> **GIVEN INSTRUCTION**: Will you extract the entries word for word? Images should not appear in the copy.

Point-based annotation data
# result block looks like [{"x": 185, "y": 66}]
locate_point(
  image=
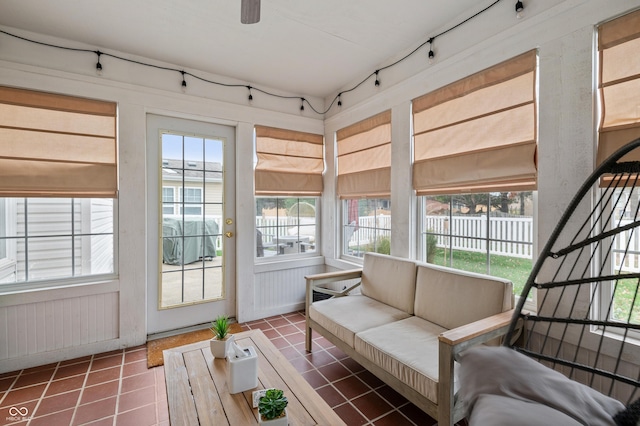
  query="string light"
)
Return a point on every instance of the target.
[
  {"x": 519, "y": 9},
  {"x": 98, "y": 65},
  {"x": 431, "y": 55}
]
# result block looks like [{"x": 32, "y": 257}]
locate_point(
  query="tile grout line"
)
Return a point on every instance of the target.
[
  {"x": 44, "y": 391},
  {"x": 117, "y": 408},
  {"x": 84, "y": 385}
]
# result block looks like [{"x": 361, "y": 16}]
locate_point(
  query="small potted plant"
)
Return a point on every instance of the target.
[
  {"x": 222, "y": 339},
  {"x": 273, "y": 408}
]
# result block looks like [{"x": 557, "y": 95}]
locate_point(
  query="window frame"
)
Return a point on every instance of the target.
[
  {"x": 381, "y": 203},
  {"x": 531, "y": 303},
  {"x": 284, "y": 252},
  {"x": 13, "y": 240}
]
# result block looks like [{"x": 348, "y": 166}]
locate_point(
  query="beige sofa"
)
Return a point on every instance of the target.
[{"x": 408, "y": 321}]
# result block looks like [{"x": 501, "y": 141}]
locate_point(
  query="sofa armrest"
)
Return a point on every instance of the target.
[
  {"x": 314, "y": 283},
  {"x": 451, "y": 343},
  {"x": 477, "y": 332}
]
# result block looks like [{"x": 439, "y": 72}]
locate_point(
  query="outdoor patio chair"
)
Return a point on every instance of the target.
[{"x": 584, "y": 337}]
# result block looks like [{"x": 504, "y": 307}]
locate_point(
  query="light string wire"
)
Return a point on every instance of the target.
[{"x": 337, "y": 98}]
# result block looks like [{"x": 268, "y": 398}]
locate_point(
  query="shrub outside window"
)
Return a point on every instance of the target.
[
  {"x": 489, "y": 233},
  {"x": 286, "y": 226}
]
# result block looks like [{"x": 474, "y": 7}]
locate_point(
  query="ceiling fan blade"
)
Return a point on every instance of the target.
[{"x": 250, "y": 11}]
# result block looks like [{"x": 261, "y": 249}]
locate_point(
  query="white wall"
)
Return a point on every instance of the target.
[
  {"x": 562, "y": 31},
  {"x": 60, "y": 323}
]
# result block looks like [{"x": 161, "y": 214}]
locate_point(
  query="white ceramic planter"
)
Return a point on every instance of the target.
[
  {"x": 282, "y": 421},
  {"x": 219, "y": 348}
]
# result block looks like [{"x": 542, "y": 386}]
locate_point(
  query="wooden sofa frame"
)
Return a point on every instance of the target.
[{"x": 451, "y": 343}]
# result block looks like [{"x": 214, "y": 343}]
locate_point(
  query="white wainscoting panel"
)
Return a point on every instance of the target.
[
  {"x": 282, "y": 291},
  {"x": 52, "y": 325}
]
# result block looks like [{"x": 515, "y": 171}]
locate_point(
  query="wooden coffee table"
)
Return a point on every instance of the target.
[{"x": 198, "y": 394}]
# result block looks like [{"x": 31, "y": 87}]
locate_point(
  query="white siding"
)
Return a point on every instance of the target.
[{"x": 57, "y": 324}]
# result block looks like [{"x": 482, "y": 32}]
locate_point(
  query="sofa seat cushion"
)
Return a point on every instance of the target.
[
  {"x": 345, "y": 316},
  {"x": 407, "y": 349}
]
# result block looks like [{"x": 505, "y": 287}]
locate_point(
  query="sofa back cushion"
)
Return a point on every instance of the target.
[
  {"x": 451, "y": 298},
  {"x": 390, "y": 280}
]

> **REPLY TO THE TASK**:
# result block looks like [{"x": 185, "y": 66}]
locate_point(
  image=
  query="string light"
)
Return a point on every instance of the target.
[
  {"x": 519, "y": 9},
  {"x": 98, "y": 65},
  {"x": 431, "y": 55}
]
# result block looks like [{"x": 32, "y": 257}]
locate_point(
  query="tile grout line"
)
Return a point on every instance of the target.
[
  {"x": 44, "y": 391},
  {"x": 117, "y": 408},
  {"x": 84, "y": 385}
]
# result block looks like [{"x": 361, "y": 16}]
locate_point(
  query="small potted plant"
)
Return a point on every instance of the target.
[
  {"x": 222, "y": 339},
  {"x": 273, "y": 408}
]
# result block looks like [{"x": 557, "y": 95}]
locate_point(
  query="window frame"
)
Return a point on every instance of the target.
[
  {"x": 381, "y": 203},
  {"x": 531, "y": 303},
  {"x": 284, "y": 252},
  {"x": 13, "y": 240}
]
# result block looks like [{"x": 348, "y": 166}]
locate_point(
  query="beige sofa"
)
Return a point on every instance of the target.
[{"x": 408, "y": 321}]
# result block looks like [{"x": 501, "y": 141}]
locate_point(
  query="sofa armrest"
)
Return a point on every instance of the target.
[
  {"x": 314, "y": 283},
  {"x": 451, "y": 343},
  {"x": 477, "y": 332}
]
# result block looks like [{"x": 439, "y": 72}]
locate_point(
  query="outdoor patio chair"
)
Return a point on every instance of the target.
[{"x": 584, "y": 337}]
# result block looks like [{"x": 504, "y": 307}]
locate_point(
  query="light string wire"
)
Return a point on every instance of the target.
[{"x": 337, "y": 98}]
# result block looks like [{"x": 268, "y": 398}]
locate_point(
  query="shrub outside window"
)
Return a point on every instance of the target.
[
  {"x": 489, "y": 233},
  {"x": 286, "y": 226}
]
# result block looks like [{"x": 474, "y": 7}]
locate_point(
  query="ceiling fan blade"
)
Return a point on every instance of the target.
[{"x": 250, "y": 11}]
# result block looks like [{"x": 261, "y": 249}]
locate_point(
  query="white wall"
)
Return a point on every instance of the target.
[
  {"x": 562, "y": 31},
  {"x": 60, "y": 323}
]
# result block looks like [{"x": 161, "y": 214}]
locate_point(
  query="white ceramic planter"
)
Return a point on every instance of the target.
[
  {"x": 282, "y": 421},
  {"x": 219, "y": 348}
]
# result block looks like [{"x": 542, "y": 386}]
locate_point(
  query="wooden sofa frame"
)
Return a point on every instance of the target.
[{"x": 451, "y": 343}]
# result block looks like [{"x": 214, "y": 343}]
locate_point(
  query="white wainscoting panel"
)
Return a point on every instance of the target.
[
  {"x": 282, "y": 291},
  {"x": 52, "y": 325}
]
# result block looks like [{"x": 515, "y": 171}]
locate_point(
  query="wooden coffee table"
)
Return a point on every instance of the target.
[{"x": 198, "y": 394}]
# result block looks like [{"x": 31, "y": 87}]
locate_point(
  query="white siding"
)
Return a point on every instance of the target.
[{"x": 57, "y": 324}]
# result block looks like [{"x": 482, "y": 32}]
locate_point(
  query="sofa seat cushion"
)
Return a point on every instance of the target.
[
  {"x": 345, "y": 316},
  {"x": 407, "y": 349}
]
# result block looks like [{"x": 505, "y": 287}]
locate_point(
  query="sofa back cushion"
)
Return a point on every instance of the target.
[
  {"x": 451, "y": 298},
  {"x": 390, "y": 280}
]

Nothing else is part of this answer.